Uznana federacja wraca na anteny Polsatu!
Organizacja MMA ATK, która wcześniej nazywała się MMA Attack, wraca na telewizyjne anteny Polsatu. 19 stycznia federacja przy współpracy z Tuco Promotion zorganizuje galę w Grodzisku Mazowieckim. Oto nazwiska pierwszych bohaterów tego wydarzenia.
Organizacja MMA Attack swoją pierwszą galę zorganizowała w 2011 roku. Wystąpili na niej m.in. Przemysław Saleta, Michał Kita, Tomasz Drwal i Borys Mańkowski. Druga i trzecia gala były transmitowane na antenach Polsatu, a w obsadzie tych wydarzeń również były wielkie postacie polskiego MMA. Federacja powróciła w 2022 roku, a w walce wieczoru oglądaliśmy Adama Wieczorka i Oli Thompsona. Z końcem 2023 roku organizacja zmienia swą nazwę na MMA ATK.
– To jest nowy początek. Zachowamy korzenie MMA Attack. Podkreślimy nową świeżość, nową jakość. Gala 19 stycznia jest “rozbiegowa”, ale w drugim kwartale 2024 roku w planach mamy zorganizowanie dużo większego przedsięwzięcia – powiedział prezes MMA ATK Rafał Wiraszka
– MMA Attack startowało razem z KSW. Wracamy do tego w formie telewizyjnej. Jest mały rebranding, zmieniamy nazwę na ATK. Będą młodzi zawodnicy, ale także uznani w światowym MMA. W walce wieczoru mamy zawodnika z UFC – zaznaczył dyrektor wykonawczy Tuco Promotion Adam Makówka.
Walką wieczoru gali MMA ATK: New Beginning będzie starcie Kamila Oniszczuka (9-3, 4 KO, 1 SUB) z Carlo Praterem (35-24-1, 3 KO, 19 SUB). Polak przed laty był jedną z gwiazd Babilon MMA. Później trafił do ACA, gdzie przegrał w debiucie, ale zwyciężył w dwóch kolejnych pojedynkach.
Następnie zasilił szeregi jednej z największych światowych organizacji – Bellatora. Tam zaliczył dwie porażki. Teraz Oniszczuk po 5 latach wystąpi w Polsce. Prater z kolei stoczył 5 razy więcej pojedynków niż Oniszczuk, jest też 15 lat starszy. W 2012 roku występował w UFC, w którym zakończył przygodę z rekordem 1-2. Później walczył w wielu różnych federacjach.

• Materiał:
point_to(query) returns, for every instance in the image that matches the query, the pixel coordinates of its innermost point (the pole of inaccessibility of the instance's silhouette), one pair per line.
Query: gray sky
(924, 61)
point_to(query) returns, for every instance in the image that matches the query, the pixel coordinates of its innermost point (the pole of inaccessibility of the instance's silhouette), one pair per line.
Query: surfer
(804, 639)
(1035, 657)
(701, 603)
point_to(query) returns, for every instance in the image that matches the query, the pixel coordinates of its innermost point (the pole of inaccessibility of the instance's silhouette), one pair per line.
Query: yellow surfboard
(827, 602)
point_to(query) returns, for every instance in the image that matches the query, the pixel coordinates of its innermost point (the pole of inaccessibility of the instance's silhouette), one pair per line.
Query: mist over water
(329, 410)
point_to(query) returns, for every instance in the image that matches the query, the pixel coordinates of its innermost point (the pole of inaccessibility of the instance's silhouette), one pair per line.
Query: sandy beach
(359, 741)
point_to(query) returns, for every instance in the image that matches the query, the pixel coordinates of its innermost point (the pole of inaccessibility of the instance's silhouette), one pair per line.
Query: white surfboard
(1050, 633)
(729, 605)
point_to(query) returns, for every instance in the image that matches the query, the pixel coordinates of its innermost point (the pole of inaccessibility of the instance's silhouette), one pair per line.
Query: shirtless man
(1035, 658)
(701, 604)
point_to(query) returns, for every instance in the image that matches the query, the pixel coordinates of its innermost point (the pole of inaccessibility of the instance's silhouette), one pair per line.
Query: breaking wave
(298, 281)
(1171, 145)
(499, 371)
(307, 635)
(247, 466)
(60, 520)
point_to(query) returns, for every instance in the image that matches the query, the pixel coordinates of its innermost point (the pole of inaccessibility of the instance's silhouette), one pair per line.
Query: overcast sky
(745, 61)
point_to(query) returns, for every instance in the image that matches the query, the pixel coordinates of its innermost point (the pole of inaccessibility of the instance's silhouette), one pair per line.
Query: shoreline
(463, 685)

• Cel zadania 1: Przepisz z tekstu o federacji MMA ATK fragment od „Uznana federacja wraca” do „na MMA ATK.”.
• Cel zadania 2: Wymień wszystkich zawodników, których tekst o federacji MMA ATK podaje z nazwiska jako uczestników pierwszej gali MMA Attack z 2011 roku.

• Odpowiedź końcowa 1:
Uznana federacja wraca na anteny Polsatu!
Organizacja MMA ATK, która wcześniej nazywała się MMA Attack, wraca na telewizyjne anteny Polsatu. 19 stycznia federacja przy współpracy z Tuco Promotion zorganizuje galę w Grodzisku Mazowieckim. Oto nazwiska pierwszych bohaterów tego wydarzenia.
Organizacja MMA Attack swoją pierwszą galę zorganizowała w 2011 roku. Wystąpili na niej m.in. Przemysław Saleta, Michał Kita, Tomasz Drwal i Borys Mańkowski. Druga i trzecia gala były transmitowane na antenach Polsatu, a w obsadzie tych wydarzeń również były wielkie postacie polskiego MMA. Federacja powróciła w 2022 roku, a w walce wieczoru oglądaliśmy Adama Wieczorka i Oli Thompsona. Z końcem 2023 roku organizacja zmienia swą nazwę na MMA ATK.

• Odpowiedź końcowa 2: Przemysław Saleta, Michał Kita, Tomasz Drwal, Borys Mańkowski